- TEXT UNDER STUDY:
=== Begin Enclosure ===

Let’s start with slide number 4 to what’s the rationale behind this transaction was and why we think it’s a great deal for our stakeholders. There are three key points I want to emphasize. First is just to be the best-in-class solutions. Upon completion, this transaction will create a premier provider of converged network and application performance management solutions. And by bringing these great organizations together, we’ll be able to provide a more comprehensive and compelling range of solutions to address the needs of our customers in both the enterprise and the service provider markets.

It will center our capabilities in network performance analytics and service assurance and enable us to jumpstart our entry into the cyber intelligence market. It will help us to take further advantage of our efforts to bring our engineered [indiscernible] (07:06) platform to the marketplace and provide a truly differentiated technology solution that offers a very compelling value proposition.


Second key point, we provide complementary customer base and global footprint with this combination. Adding the Tektronix Communications, Arbor Networks and part of Fluke Networks to NetScout brings together complementary customer business and helps strengthen and broaden the [ph] NetScout’s (07:34) footprint around the world. It will give us a broader global reach, greater diversity and a much larger scale upon which we will operate. Not only will we have more customers but we’ll have more touch points within those customers’ IT operations.

NetScout will gain important mindshare with customers who are looking for a company that has the technology, sales, and support resources, and the global distribution channel to address their [indiscernible] (08:03) requirement. And finally, this transaction is very financially compelling as well. In addition to the transaction strategic matters, we also believe it is financially compelling. With their vision of these businesses, NetScout will more than triple its revenue base to over $1.2 billion on a non-GAAP basis against the nearly $400 million that we reported in our most recent fiscal year. We’ll have an even stronger foundation upon history will seek to maintain our leadership in multiple markets.

=== End Enclosure ===

- WRITTEN TASK A:
Translate this sentence from the call transcript about the NetScout deal into Spanish: "Not only will we have more customers but we’ll have more touch points within those customers’ IT operations."
- WRITTEN TASK B:
Rewrite the call transcript between "NetScout will gain" and "in multiple markets.", inclusive, putting "sales" in place of "revenue".
- WRITTEN TASK C:
Answer these questions using the call transcript about the NetScout deal:
(i) Which slide number does the speaker start with?
(ii) Which businesses are being added to NetScout?
(iii) How much revenue did NetScout report in its most recent fiscal year?

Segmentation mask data
=== Begin Enclosure ===

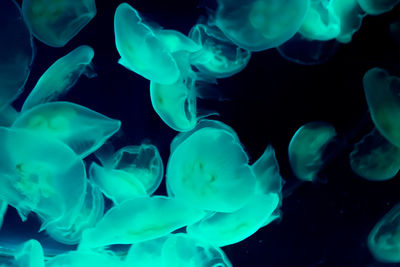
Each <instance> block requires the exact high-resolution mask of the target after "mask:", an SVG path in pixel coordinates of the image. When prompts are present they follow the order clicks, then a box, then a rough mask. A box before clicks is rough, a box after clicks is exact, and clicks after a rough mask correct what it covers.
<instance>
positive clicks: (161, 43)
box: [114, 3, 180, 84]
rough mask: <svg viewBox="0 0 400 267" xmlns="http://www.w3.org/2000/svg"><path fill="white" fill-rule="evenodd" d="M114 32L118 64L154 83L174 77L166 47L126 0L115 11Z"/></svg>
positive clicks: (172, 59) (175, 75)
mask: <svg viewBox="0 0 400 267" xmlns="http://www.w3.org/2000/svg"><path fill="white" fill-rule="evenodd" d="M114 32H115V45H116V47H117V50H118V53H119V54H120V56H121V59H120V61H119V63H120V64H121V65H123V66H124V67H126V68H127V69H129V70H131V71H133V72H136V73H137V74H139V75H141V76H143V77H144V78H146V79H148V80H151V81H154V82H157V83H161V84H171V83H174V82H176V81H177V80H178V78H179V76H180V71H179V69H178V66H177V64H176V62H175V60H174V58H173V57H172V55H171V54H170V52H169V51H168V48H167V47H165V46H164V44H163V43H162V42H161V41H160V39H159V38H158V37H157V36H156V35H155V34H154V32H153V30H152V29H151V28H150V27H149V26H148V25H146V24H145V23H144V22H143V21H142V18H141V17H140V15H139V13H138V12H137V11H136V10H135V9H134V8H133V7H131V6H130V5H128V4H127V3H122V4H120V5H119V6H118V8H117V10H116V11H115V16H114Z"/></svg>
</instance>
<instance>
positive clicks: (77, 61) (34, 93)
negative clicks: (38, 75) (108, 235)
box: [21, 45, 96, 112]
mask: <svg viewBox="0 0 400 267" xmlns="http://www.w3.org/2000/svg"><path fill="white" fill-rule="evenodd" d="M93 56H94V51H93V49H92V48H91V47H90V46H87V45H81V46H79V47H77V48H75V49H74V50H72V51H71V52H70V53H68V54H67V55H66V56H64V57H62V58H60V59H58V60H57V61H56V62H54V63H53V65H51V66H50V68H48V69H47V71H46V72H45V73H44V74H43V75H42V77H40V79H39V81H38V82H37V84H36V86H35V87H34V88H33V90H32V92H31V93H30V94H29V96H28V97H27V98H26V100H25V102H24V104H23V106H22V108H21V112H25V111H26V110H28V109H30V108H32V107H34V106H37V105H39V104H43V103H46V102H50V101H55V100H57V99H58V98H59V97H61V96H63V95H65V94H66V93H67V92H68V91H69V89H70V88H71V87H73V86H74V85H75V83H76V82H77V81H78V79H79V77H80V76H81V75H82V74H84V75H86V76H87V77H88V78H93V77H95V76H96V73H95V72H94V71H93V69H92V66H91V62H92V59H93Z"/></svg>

=== End Enclosure ===
=== Begin Enclosure ===

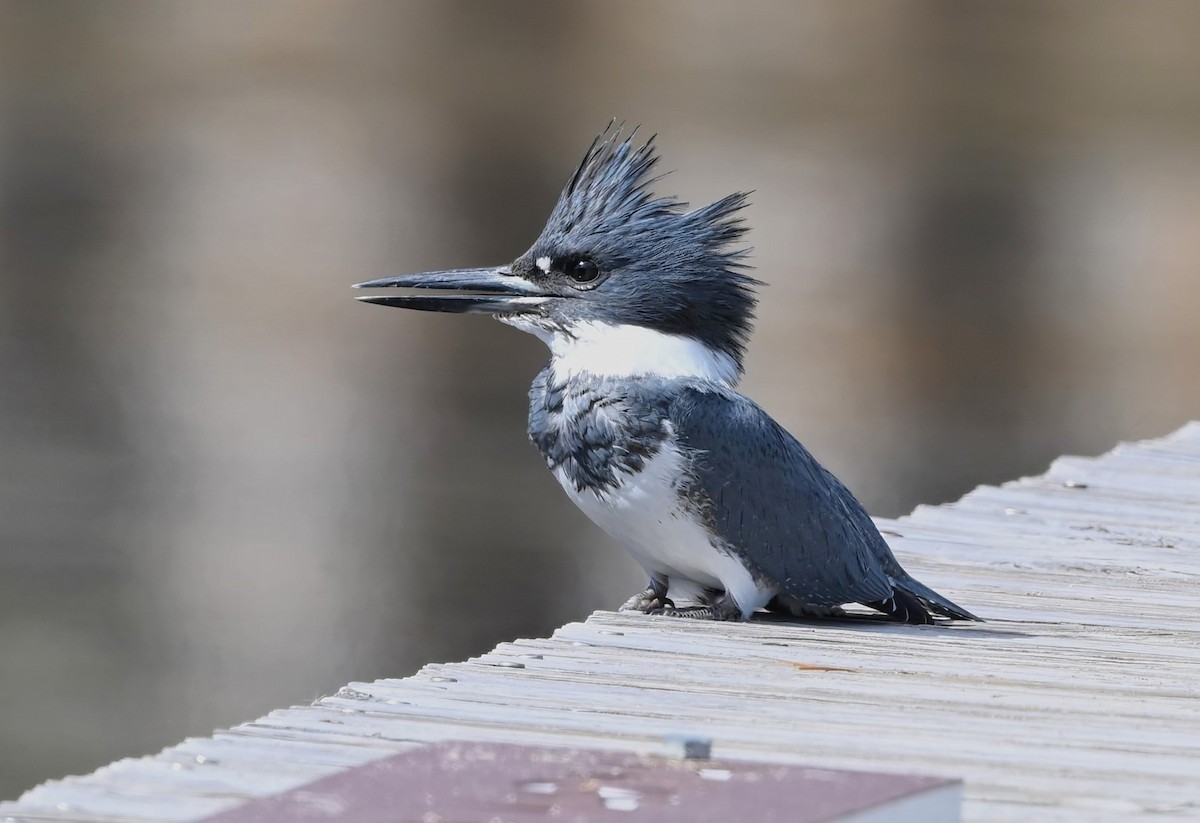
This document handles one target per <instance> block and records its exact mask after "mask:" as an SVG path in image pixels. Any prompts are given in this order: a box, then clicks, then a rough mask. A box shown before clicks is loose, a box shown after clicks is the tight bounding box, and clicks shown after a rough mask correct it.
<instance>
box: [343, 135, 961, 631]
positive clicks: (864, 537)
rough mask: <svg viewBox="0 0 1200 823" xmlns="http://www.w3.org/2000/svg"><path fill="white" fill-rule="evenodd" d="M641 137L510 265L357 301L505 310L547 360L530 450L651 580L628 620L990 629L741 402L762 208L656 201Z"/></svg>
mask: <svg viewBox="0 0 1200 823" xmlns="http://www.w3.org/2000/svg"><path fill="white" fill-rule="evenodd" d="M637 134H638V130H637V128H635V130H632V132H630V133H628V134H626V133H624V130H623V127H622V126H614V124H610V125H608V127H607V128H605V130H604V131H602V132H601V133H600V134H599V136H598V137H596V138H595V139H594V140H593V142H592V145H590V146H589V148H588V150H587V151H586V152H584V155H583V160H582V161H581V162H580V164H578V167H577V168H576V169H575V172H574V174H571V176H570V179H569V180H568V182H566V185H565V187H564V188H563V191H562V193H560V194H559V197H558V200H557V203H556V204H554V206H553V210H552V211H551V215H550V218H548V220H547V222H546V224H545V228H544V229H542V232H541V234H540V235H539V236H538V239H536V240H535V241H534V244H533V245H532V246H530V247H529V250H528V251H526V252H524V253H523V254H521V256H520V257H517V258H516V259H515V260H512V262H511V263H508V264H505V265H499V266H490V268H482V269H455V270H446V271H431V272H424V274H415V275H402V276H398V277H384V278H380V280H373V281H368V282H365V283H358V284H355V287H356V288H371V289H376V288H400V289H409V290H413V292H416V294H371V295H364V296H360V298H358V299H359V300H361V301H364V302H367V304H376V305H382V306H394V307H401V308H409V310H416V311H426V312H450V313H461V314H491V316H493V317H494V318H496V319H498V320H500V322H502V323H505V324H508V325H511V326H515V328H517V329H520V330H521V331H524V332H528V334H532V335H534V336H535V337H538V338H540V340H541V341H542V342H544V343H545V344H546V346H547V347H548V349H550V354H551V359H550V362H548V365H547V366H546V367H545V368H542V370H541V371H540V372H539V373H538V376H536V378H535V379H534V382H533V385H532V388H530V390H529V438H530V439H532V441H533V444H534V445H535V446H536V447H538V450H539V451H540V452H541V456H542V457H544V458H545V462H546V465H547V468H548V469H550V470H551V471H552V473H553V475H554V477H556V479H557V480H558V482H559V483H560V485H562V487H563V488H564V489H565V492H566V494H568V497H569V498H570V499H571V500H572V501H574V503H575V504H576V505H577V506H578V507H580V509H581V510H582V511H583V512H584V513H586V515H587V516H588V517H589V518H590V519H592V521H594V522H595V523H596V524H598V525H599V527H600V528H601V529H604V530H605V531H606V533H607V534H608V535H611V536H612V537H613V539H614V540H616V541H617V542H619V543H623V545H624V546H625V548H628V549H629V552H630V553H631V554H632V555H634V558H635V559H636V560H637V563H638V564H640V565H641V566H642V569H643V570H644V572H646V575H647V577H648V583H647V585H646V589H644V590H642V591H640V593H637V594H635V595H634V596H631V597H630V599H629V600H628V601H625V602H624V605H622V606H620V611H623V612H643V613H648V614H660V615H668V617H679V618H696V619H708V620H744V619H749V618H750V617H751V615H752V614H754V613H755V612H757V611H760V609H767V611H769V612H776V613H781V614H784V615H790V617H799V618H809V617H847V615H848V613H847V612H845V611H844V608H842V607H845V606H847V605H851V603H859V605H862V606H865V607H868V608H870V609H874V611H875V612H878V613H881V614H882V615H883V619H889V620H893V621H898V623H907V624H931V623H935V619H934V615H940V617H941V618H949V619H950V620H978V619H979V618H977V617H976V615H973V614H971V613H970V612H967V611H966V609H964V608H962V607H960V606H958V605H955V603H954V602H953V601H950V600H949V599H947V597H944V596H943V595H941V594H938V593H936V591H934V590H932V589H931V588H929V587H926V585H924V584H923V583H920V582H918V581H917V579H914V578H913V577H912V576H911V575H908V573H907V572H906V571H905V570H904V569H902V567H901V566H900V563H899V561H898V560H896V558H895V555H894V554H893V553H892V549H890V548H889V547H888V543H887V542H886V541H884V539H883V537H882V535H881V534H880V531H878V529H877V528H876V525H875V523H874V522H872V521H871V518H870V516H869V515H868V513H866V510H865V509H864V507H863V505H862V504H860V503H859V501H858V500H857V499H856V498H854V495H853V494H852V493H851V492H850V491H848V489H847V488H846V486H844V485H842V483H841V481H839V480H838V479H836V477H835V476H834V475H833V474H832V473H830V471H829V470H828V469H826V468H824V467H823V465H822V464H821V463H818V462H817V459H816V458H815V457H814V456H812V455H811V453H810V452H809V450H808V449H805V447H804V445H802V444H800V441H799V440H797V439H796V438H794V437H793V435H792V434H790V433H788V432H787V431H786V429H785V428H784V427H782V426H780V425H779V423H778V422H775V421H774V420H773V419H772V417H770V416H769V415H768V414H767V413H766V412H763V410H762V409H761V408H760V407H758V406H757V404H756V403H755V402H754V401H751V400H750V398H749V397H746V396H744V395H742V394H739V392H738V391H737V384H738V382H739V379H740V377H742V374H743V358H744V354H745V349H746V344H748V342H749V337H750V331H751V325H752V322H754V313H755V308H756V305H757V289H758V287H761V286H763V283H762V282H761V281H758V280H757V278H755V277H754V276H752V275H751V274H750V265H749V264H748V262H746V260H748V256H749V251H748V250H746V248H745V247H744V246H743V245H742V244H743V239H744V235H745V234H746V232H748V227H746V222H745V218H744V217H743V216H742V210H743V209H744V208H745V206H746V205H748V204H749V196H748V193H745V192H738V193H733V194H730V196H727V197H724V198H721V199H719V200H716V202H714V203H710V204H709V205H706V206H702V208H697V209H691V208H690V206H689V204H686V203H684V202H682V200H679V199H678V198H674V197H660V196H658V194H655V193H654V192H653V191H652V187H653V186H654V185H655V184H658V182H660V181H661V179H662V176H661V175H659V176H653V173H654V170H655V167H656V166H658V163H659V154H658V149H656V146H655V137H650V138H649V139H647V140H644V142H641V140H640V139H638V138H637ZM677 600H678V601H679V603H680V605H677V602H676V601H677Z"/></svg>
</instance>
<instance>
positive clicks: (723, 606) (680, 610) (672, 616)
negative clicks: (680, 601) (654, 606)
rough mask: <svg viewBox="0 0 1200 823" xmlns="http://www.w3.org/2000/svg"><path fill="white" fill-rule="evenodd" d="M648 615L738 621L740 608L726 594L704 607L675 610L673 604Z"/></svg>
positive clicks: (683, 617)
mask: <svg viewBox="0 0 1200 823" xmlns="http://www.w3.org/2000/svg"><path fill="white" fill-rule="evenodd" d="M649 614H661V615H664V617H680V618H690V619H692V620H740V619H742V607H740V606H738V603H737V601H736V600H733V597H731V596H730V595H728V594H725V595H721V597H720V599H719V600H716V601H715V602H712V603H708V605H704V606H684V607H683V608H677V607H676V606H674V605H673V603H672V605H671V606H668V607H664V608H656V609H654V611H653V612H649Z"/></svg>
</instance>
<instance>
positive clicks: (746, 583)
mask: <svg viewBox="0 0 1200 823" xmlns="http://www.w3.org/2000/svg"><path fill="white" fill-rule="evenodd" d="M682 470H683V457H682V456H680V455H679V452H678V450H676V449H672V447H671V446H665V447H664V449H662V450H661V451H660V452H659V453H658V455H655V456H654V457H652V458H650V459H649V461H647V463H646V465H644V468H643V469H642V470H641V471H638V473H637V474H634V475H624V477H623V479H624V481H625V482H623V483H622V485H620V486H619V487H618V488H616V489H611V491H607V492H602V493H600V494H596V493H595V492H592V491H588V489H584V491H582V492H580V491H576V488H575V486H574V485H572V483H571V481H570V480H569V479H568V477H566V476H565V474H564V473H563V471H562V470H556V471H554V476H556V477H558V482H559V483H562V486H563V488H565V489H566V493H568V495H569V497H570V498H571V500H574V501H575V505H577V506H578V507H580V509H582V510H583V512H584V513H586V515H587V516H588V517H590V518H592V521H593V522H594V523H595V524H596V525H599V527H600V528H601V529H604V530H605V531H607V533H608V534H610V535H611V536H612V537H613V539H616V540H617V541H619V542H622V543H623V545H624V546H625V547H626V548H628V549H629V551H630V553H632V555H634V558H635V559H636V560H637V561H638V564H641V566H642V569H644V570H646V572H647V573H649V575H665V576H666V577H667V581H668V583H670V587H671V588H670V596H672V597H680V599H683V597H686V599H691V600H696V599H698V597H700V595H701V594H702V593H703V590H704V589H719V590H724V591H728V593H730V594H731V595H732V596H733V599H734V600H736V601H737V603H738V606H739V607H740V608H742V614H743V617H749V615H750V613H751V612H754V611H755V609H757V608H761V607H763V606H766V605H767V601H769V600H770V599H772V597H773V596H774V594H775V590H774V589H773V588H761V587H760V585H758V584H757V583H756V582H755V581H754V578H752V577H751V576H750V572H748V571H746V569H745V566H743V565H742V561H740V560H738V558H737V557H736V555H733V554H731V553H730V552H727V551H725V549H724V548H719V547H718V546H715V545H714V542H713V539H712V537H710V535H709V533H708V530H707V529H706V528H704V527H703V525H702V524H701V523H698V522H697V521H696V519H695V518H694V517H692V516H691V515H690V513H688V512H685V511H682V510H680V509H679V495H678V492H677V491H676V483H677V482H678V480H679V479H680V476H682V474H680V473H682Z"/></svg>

=== End Enclosure ===
=== Begin Enclosure ===

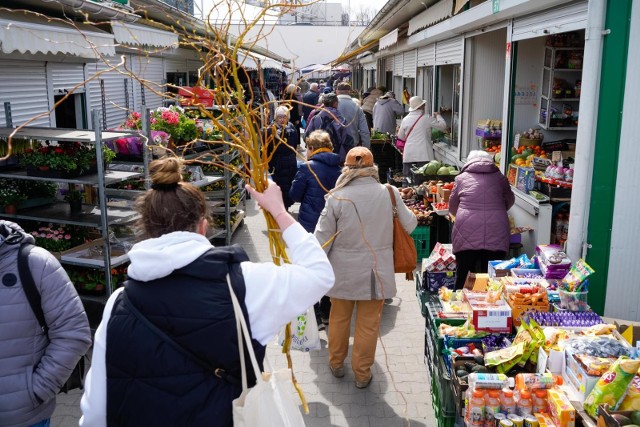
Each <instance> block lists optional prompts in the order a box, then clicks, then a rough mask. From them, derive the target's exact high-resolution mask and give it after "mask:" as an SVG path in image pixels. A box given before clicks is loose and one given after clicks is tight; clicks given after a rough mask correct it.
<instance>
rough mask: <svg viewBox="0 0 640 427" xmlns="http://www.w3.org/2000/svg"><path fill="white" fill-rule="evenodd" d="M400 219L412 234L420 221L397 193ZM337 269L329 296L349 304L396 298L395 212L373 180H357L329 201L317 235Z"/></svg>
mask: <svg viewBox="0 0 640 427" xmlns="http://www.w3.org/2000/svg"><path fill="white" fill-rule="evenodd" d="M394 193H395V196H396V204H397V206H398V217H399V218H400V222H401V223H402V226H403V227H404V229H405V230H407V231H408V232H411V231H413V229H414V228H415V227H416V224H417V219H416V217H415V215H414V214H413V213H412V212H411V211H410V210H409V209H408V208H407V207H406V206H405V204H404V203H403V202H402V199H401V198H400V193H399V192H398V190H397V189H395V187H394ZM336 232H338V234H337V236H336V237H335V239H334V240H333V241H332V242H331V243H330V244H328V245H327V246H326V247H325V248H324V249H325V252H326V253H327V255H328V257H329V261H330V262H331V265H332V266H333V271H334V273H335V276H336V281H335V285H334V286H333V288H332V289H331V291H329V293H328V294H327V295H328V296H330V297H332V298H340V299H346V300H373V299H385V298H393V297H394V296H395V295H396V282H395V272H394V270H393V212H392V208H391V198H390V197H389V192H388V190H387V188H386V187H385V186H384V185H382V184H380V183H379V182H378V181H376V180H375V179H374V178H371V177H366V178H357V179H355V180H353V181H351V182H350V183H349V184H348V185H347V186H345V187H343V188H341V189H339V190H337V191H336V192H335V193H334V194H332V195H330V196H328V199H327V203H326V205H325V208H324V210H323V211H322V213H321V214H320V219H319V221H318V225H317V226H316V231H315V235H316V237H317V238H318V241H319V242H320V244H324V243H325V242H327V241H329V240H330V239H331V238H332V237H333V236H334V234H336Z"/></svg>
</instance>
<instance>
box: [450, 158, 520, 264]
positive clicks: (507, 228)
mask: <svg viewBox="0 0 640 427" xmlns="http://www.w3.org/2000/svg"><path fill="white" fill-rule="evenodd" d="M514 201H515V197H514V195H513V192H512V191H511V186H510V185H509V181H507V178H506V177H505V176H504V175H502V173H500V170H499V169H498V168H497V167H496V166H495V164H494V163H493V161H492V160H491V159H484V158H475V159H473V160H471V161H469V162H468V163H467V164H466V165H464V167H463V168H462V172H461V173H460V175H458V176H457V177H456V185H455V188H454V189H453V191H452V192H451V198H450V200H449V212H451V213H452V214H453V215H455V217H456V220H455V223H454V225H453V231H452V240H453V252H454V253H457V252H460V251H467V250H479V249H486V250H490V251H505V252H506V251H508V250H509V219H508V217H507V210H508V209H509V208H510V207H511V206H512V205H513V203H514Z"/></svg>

=== End Enclosure ===

- RESPONSE AREA A:
No solo tendremos más clientes, sino que también tendremos más puntos de contacto dentro de las operaciones de TI de esos clientes.

- RESPONSE AREA B:
NetScout will gain important mindshare with customers who are looking for a company that has the technology, sales, and support resources, and the global distribution channel to address their [indiscernible] (08:03) requirement. And finally, this transaction is very financially compelling as well. In addition to the transaction strategic matters, we also believe it is financially compelling. With their vision of these businesses, NetScout will more than triple its sales base to over $1.2 billion on a non-GAAP basis against the nearly $400 million that we reported in our most recent fiscal year. We’ll have an even stronger foundation upon history will seek to maintain our leadership in multiple markets.

- RESPONSE AREA C:
(i) Slide number 4.
(ii) Tektronix Communications, Arbor Networks and part of Fluke Networks.
(iii) Nearly $400 million.